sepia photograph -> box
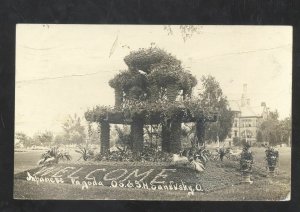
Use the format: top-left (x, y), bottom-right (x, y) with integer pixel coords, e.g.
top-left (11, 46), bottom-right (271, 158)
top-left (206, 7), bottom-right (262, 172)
top-left (13, 24), bottom-right (293, 201)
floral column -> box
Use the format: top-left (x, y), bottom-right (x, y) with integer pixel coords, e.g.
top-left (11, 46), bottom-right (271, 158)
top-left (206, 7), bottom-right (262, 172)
top-left (131, 116), bottom-right (144, 153)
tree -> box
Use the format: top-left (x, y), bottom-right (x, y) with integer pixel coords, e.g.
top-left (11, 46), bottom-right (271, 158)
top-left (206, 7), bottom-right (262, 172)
top-left (33, 131), bottom-right (54, 146)
top-left (199, 75), bottom-right (233, 141)
top-left (259, 110), bottom-right (291, 146)
top-left (280, 117), bottom-right (292, 144)
top-left (62, 113), bottom-right (86, 144)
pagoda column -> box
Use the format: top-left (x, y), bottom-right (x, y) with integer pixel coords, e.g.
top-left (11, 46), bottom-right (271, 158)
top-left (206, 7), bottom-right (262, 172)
top-left (115, 87), bottom-right (123, 108)
top-left (131, 116), bottom-right (144, 153)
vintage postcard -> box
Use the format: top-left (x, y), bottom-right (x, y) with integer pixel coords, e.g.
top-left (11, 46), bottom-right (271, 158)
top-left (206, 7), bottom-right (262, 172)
top-left (14, 24), bottom-right (293, 201)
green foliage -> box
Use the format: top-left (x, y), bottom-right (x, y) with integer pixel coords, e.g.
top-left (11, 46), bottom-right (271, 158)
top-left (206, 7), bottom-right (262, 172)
top-left (94, 146), bottom-right (172, 162)
top-left (15, 132), bottom-right (40, 147)
top-left (115, 126), bottom-right (132, 149)
top-left (265, 146), bottom-right (279, 167)
top-left (240, 143), bottom-right (253, 172)
top-left (88, 122), bottom-right (100, 144)
top-left (38, 146), bottom-right (72, 165)
top-left (124, 47), bottom-right (181, 73)
top-left (256, 130), bottom-right (263, 143)
top-left (109, 47), bottom-right (197, 100)
top-left (259, 111), bottom-right (291, 146)
top-left (180, 146), bottom-right (210, 166)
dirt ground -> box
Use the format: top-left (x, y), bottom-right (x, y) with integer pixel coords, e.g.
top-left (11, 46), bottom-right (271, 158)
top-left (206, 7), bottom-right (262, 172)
top-left (14, 147), bottom-right (291, 201)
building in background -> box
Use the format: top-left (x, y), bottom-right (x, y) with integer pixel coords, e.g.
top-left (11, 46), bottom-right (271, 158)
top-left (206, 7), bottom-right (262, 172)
top-left (226, 84), bottom-right (268, 145)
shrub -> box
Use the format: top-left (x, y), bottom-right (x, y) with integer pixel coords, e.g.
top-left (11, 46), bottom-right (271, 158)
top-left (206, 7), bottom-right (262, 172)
top-left (38, 146), bottom-right (71, 166)
top-left (240, 143), bottom-right (253, 172)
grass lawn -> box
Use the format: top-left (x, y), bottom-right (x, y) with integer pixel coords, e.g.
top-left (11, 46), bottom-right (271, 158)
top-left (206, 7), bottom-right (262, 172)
top-left (14, 148), bottom-right (291, 201)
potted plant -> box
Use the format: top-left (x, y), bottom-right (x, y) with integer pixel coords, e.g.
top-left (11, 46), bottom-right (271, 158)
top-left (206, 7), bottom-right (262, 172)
top-left (240, 143), bottom-right (253, 184)
top-left (265, 146), bottom-right (279, 176)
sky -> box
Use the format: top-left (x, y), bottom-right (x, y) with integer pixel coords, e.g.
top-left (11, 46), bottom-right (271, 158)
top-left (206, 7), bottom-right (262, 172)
top-left (15, 24), bottom-right (292, 135)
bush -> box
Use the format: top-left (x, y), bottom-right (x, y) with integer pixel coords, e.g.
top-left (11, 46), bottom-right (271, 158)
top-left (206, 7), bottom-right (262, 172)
top-left (240, 143), bottom-right (253, 172)
top-left (75, 145), bottom-right (94, 161)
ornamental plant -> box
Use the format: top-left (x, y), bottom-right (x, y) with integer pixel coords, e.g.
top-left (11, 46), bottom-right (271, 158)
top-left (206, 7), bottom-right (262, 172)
top-left (265, 146), bottom-right (279, 167)
top-left (75, 144), bottom-right (94, 161)
top-left (240, 143), bottom-right (253, 173)
top-left (38, 146), bottom-right (72, 166)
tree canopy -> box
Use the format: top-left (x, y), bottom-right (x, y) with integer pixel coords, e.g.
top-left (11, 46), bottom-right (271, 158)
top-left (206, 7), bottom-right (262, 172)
top-left (199, 75), bottom-right (233, 141)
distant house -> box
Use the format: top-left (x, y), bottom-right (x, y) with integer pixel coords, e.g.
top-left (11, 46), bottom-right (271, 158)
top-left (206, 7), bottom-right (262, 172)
top-left (226, 84), bottom-right (268, 147)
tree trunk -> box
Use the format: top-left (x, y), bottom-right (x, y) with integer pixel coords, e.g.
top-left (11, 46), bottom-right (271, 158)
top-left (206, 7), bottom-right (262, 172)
top-left (150, 86), bottom-right (159, 102)
top-left (170, 119), bottom-right (181, 153)
top-left (161, 124), bottom-right (170, 152)
top-left (131, 117), bottom-right (144, 154)
top-left (115, 88), bottom-right (123, 109)
top-left (167, 84), bottom-right (178, 102)
top-left (100, 122), bottom-right (110, 154)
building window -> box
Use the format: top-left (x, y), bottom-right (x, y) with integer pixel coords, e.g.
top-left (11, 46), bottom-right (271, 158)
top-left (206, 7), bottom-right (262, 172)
top-left (234, 120), bottom-right (237, 127)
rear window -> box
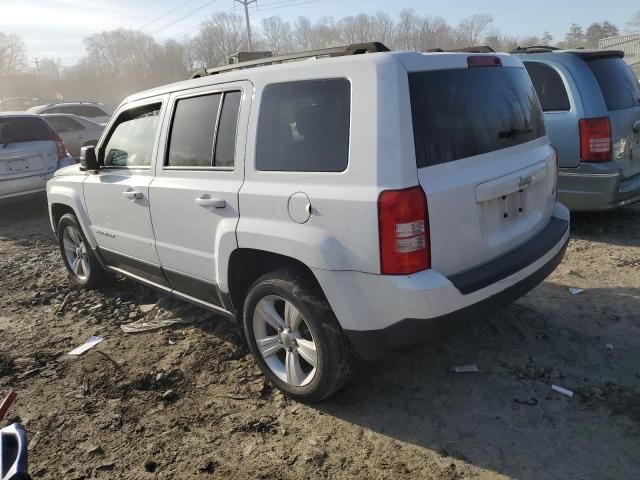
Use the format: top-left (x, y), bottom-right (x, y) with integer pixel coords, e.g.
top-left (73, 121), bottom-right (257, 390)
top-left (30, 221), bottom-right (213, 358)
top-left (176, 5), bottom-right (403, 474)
top-left (524, 62), bottom-right (571, 112)
top-left (256, 79), bottom-right (351, 172)
top-left (0, 117), bottom-right (53, 145)
top-left (586, 57), bottom-right (640, 110)
top-left (409, 67), bottom-right (546, 168)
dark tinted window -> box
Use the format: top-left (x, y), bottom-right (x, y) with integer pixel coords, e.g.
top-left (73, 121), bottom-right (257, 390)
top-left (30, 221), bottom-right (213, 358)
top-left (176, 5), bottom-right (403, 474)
top-left (587, 57), bottom-right (640, 110)
top-left (104, 103), bottom-right (160, 167)
top-left (214, 92), bottom-right (242, 167)
top-left (256, 79), bottom-right (350, 172)
top-left (524, 62), bottom-right (571, 112)
top-left (0, 117), bottom-right (53, 144)
top-left (167, 93), bottom-right (222, 167)
top-left (409, 67), bottom-right (545, 167)
top-left (47, 117), bottom-right (84, 133)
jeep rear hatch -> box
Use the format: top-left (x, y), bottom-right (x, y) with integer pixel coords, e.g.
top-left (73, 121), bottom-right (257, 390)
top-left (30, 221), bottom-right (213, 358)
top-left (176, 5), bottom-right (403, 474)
top-left (409, 55), bottom-right (556, 275)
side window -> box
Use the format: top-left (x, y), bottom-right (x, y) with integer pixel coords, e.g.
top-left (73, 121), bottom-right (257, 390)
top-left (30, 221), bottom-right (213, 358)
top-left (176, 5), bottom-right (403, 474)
top-left (166, 92), bottom-right (242, 167)
top-left (256, 79), bottom-right (351, 172)
top-left (166, 93), bottom-right (222, 167)
top-left (524, 62), bottom-right (571, 112)
top-left (218, 92), bottom-right (242, 167)
top-left (69, 105), bottom-right (108, 118)
top-left (47, 117), bottom-right (84, 133)
top-left (104, 103), bottom-right (161, 167)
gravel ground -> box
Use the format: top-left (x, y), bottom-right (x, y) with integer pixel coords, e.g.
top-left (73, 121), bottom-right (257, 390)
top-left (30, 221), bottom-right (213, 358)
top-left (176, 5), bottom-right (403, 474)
top-left (0, 197), bottom-right (640, 480)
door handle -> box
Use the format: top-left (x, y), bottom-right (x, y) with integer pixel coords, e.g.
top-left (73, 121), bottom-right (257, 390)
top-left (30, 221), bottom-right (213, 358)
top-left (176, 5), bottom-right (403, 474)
top-left (122, 190), bottom-right (142, 200)
top-left (196, 195), bottom-right (227, 208)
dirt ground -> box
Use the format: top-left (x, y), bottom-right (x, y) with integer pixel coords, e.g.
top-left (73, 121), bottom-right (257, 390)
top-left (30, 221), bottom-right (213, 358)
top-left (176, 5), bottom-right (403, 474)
top-left (0, 193), bottom-right (640, 480)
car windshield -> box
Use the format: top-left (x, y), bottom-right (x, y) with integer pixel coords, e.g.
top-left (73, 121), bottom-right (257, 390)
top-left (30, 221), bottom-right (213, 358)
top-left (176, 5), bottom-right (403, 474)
top-left (0, 117), bottom-right (53, 145)
top-left (409, 67), bottom-right (546, 167)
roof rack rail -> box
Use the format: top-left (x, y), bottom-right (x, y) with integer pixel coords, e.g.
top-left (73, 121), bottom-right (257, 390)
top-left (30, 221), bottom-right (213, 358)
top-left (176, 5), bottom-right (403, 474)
top-left (191, 42), bottom-right (390, 78)
top-left (509, 45), bottom-right (560, 53)
top-left (425, 45), bottom-right (496, 53)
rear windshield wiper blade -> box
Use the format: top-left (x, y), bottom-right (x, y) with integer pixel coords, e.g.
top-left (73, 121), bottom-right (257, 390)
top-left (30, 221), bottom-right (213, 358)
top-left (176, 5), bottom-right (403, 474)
top-left (498, 128), bottom-right (533, 138)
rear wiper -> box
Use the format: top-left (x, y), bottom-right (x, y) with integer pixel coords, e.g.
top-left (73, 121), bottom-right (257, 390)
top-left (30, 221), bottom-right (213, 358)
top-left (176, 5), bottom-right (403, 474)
top-left (498, 128), bottom-right (533, 138)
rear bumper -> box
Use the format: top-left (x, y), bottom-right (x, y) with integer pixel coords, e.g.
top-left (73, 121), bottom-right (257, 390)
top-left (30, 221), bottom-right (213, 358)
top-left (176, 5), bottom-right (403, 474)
top-left (558, 162), bottom-right (640, 211)
top-left (315, 207), bottom-right (569, 360)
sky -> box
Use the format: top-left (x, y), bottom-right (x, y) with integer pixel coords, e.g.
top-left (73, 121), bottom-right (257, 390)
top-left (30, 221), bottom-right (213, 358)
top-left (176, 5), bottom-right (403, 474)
top-left (0, 0), bottom-right (640, 65)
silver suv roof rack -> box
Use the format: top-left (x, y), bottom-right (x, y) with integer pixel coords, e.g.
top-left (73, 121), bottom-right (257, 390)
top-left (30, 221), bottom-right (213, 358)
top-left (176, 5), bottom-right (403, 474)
top-left (425, 45), bottom-right (496, 53)
top-left (191, 42), bottom-right (390, 78)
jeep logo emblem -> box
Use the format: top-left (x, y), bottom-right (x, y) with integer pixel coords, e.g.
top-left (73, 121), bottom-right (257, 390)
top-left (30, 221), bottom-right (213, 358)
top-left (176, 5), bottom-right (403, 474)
top-left (518, 175), bottom-right (533, 188)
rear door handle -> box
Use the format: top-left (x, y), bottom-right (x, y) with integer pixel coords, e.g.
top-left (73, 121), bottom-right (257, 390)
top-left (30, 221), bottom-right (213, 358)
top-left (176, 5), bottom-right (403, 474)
top-left (196, 195), bottom-right (227, 208)
top-left (122, 190), bottom-right (142, 200)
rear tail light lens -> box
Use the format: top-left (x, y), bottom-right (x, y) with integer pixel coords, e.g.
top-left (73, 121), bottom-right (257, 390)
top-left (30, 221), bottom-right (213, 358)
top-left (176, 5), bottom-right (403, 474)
top-left (467, 55), bottom-right (502, 68)
top-left (580, 117), bottom-right (613, 162)
top-left (53, 133), bottom-right (69, 160)
top-left (378, 186), bottom-right (431, 275)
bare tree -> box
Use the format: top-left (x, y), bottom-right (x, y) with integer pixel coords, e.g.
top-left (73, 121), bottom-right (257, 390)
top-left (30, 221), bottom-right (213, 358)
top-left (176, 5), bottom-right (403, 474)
top-left (627, 10), bottom-right (640, 33)
top-left (0, 32), bottom-right (27, 77)
top-left (394, 8), bottom-right (422, 50)
top-left (193, 13), bottom-right (246, 67)
top-left (457, 13), bottom-right (493, 46)
top-left (260, 16), bottom-right (294, 54)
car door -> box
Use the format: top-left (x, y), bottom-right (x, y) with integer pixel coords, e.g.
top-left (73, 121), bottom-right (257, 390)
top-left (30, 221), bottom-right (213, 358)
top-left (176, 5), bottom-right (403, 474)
top-left (150, 82), bottom-right (251, 305)
top-left (84, 96), bottom-right (168, 285)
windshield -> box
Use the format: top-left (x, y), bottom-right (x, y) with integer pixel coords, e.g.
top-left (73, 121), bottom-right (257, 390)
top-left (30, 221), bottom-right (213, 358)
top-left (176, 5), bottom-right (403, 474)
top-left (409, 67), bottom-right (546, 167)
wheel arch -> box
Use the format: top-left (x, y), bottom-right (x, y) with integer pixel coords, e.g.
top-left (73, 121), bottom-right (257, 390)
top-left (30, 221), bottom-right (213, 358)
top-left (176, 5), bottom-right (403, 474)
top-left (227, 248), bottom-right (326, 312)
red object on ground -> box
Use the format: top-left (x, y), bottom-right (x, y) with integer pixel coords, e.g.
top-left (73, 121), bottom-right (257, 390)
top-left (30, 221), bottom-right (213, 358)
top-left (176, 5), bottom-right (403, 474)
top-left (0, 391), bottom-right (18, 422)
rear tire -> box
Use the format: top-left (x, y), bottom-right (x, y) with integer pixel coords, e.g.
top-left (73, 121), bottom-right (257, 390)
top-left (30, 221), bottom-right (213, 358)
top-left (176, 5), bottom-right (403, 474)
top-left (243, 269), bottom-right (357, 403)
top-left (58, 213), bottom-right (108, 288)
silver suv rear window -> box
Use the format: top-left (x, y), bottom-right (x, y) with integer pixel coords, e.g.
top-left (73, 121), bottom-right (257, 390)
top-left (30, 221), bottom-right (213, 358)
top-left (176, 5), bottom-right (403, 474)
top-left (586, 57), bottom-right (640, 110)
top-left (409, 67), bottom-right (546, 168)
top-left (0, 117), bottom-right (54, 146)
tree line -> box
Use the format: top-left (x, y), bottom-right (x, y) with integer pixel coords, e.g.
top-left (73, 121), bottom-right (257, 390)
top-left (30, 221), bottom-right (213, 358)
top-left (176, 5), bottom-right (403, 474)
top-left (0, 9), bottom-right (640, 106)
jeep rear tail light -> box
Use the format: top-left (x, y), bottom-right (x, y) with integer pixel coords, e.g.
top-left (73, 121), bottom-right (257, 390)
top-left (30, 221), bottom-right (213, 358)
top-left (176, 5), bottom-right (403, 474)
top-left (53, 133), bottom-right (69, 160)
top-left (580, 117), bottom-right (613, 162)
top-left (378, 186), bottom-right (431, 275)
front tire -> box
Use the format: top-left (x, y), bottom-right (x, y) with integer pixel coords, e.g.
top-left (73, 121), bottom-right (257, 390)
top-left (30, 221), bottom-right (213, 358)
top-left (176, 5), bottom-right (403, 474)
top-left (58, 213), bottom-right (107, 288)
top-left (243, 269), bottom-right (356, 403)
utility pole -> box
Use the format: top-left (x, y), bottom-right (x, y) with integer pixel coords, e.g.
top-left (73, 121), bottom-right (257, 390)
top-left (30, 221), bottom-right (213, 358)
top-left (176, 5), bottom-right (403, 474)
top-left (234, 0), bottom-right (258, 52)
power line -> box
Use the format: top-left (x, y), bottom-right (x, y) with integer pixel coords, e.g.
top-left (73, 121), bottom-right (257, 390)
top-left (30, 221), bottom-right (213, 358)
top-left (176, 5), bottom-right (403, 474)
top-left (250, 0), bottom-right (322, 13)
top-left (151, 0), bottom-right (216, 35)
top-left (138, 0), bottom-right (198, 30)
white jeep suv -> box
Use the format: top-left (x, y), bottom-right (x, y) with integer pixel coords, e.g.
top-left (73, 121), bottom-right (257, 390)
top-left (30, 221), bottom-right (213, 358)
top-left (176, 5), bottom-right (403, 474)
top-left (47, 44), bottom-right (569, 401)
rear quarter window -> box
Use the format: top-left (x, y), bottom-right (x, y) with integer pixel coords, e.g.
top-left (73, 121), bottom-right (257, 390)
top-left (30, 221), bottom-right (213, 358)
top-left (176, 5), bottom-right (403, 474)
top-left (409, 67), bottom-right (546, 168)
top-left (0, 117), bottom-right (54, 145)
top-left (586, 57), bottom-right (640, 110)
top-left (256, 79), bottom-right (351, 172)
top-left (524, 62), bottom-right (571, 112)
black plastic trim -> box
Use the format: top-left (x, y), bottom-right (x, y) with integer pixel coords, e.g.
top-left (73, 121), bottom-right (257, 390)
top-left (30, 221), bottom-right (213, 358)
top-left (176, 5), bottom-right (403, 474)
top-left (345, 232), bottom-right (569, 360)
top-left (162, 268), bottom-right (225, 307)
top-left (449, 217), bottom-right (569, 295)
top-left (96, 247), bottom-right (169, 287)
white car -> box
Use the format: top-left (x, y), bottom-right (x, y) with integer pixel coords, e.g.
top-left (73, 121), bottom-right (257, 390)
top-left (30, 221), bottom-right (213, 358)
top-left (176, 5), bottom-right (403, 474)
top-left (0, 113), bottom-right (74, 200)
top-left (27, 102), bottom-right (113, 124)
top-left (47, 44), bottom-right (569, 401)
top-left (42, 113), bottom-right (104, 160)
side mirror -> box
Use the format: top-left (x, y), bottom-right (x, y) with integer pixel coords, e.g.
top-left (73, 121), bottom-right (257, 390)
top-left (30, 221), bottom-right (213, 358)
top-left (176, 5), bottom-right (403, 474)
top-left (80, 147), bottom-right (100, 172)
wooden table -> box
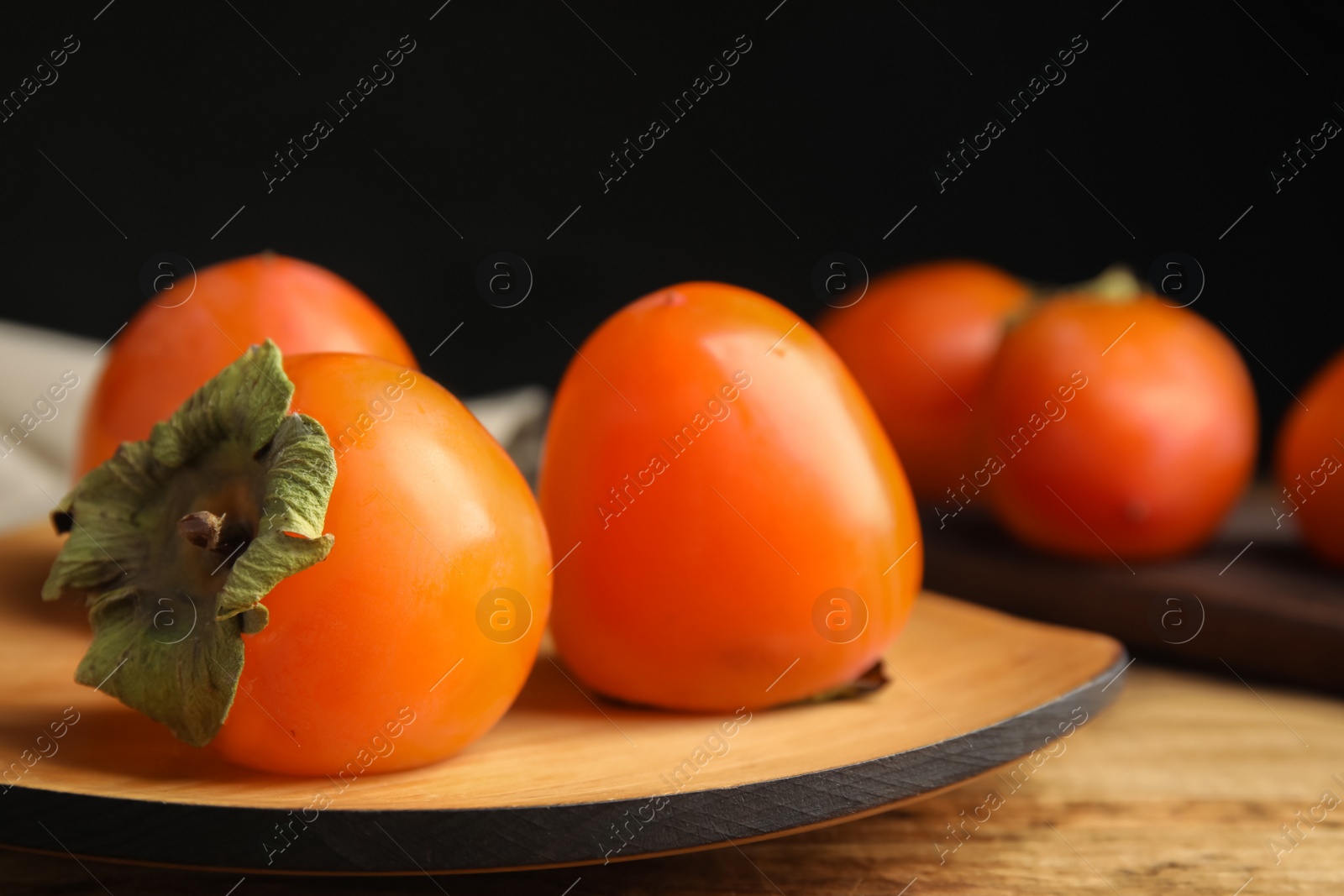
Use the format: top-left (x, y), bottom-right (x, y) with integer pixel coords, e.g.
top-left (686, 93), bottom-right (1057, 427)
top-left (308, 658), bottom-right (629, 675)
top-left (0, 661), bottom-right (1344, 896)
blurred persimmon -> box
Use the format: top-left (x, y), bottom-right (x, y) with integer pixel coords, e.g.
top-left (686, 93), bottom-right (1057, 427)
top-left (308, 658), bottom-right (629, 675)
top-left (818, 260), bottom-right (1031, 501)
top-left (1274, 352), bottom-right (1344, 565)
top-left (963, 271), bottom-right (1257, 562)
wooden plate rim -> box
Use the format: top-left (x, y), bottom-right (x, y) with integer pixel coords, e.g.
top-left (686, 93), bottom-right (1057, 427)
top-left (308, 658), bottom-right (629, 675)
top-left (0, 652), bottom-right (1129, 876)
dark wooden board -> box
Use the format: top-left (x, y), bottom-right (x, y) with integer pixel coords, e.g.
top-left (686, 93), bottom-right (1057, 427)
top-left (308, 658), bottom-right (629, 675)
top-left (923, 485), bottom-right (1344, 693)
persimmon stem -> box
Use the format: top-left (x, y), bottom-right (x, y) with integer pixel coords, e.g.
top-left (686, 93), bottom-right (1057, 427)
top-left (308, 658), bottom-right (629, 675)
top-left (177, 511), bottom-right (228, 551)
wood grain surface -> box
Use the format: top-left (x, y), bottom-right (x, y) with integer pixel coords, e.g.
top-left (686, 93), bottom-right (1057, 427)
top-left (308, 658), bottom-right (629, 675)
top-left (0, 531), bottom-right (1125, 873)
top-left (925, 484), bottom-right (1344, 693)
top-left (0, 661), bottom-right (1344, 896)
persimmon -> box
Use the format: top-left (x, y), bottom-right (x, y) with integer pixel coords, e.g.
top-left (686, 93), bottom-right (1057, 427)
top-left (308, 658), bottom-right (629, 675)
top-left (539, 282), bottom-right (922, 712)
top-left (43, 341), bottom-right (551, 778)
top-left (978, 271), bottom-right (1257, 562)
top-left (76, 253), bottom-right (419, 475)
top-left (1272, 351), bottom-right (1344, 565)
top-left (818, 260), bottom-right (1032, 501)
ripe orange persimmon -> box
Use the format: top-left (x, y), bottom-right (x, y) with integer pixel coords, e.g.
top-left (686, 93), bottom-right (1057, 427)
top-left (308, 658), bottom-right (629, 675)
top-left (540, 282), bottom-right (922, 712)
top-left (43, 343), bottom-right (551, 780)
top-left (978, 275), bottom-right (1257, 562)
top-left (818, 260), bottom-right (1031, 500)
top-left (1274, 352), bottom-right (1344, 565)
top-left (76, 253), bottom-right (419, 475)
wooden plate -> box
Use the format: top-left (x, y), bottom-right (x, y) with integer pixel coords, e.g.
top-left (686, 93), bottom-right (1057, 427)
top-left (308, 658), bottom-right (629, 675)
top-left (0, 521), bottom-right (1126, 874)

^^^^

* [Problem details] Reproduce every line of the items starting at the line that contains "rear door handle -> box" and ending at the line that contains "top-left (227, 248), bottom-right (326, 312)", requests included. Add 38 to each coordinate in the answer boxes, and leave the format samples unchanged.

* [Output of the task]
rear door handle -> box
Use the format: top-left (x, y), bottom-right (x, y) with integer pixel coords, e.g.
top-left (73, 121), bottom-right (257, 390)
top-left (30, 221), bottom-right (213, 358)
top-left (176, 5), bottom-right (403, 474)
top-left (234, 233), bottom-right (265, 246)
top-left (160, 228), bottom-right (180, 238)
rear tail light lens -> box
Use the format: top-left (x, y), bottom-right (x, y) with integer pixel coords, e.g.
top-left (73, 121), bottom-right (257, 390)
top-left (30, 221), bottom-right (213, 358)
top-left (176, 5), bottom-right (403, 474)
top-left (505, 93), bottom-right (540, 106)
top-left (618, 155), bottom-right (651, 200)
top-left (91, 171), bottom-right (107, 198)
top-left (416, 224), bottom-right (469, 313)
bare tree -> box
Use the format: top-left (x, y), bottom-right (x, y) with integer pixel coords, e.g.
top-left (73, 121), bottom-right (257, 390)
top-left (30, 221), bottom-right (213, 358)
top-left (176, 5), bottom-right (403, 474)
top-left (665, 48), bottom-right (678, 71)
top-left (38, 70), bottom-right (65, 115)
top-left (432, 46), bottom-right (460, 88)
top-left (231, 51), bottom-right (284, 105)
top-left (495, 51), bottom-right (531, 84)
top-left (298, 54), bottom-right (332, 92)
car door -> box
Use the format: top-left (x, y), bottom-right (x, y) with integer pixel coords, e.g.
top-left (73, 121), bottom-right (257, 390)
top-left (30, 221), bottom-right (213, 358)
top-left (176, 5), bottom-right (403, 474)
top-left (188, 120), bottom-right (289, 343)
top-left (122, 134), bottom-right (206, 323)
windshield -> box
Use the format: top-left (x, y), bottom-right (x, y) with integer pixel coords, e.g.
top-left (73, 121), bottom-right (257, 390)
top-left (30, 221), bottom-right (213, 358)
top-left (176, 5), bottom-right (403, 474)
top-left (447, 105), bottom-right (584, 205)
wheel arch -> box
Use the format: top-left (x, y), bottom-right (x, y) with integer pixel coords, e.g.
top-left (73, 121), bottom-right (257, 390)
top-left (30, 221), bottom-right (213, 358)
top-left (176, 5), bottom-right (403, 474)
top-left (265, 286), bottom-right (364, 350)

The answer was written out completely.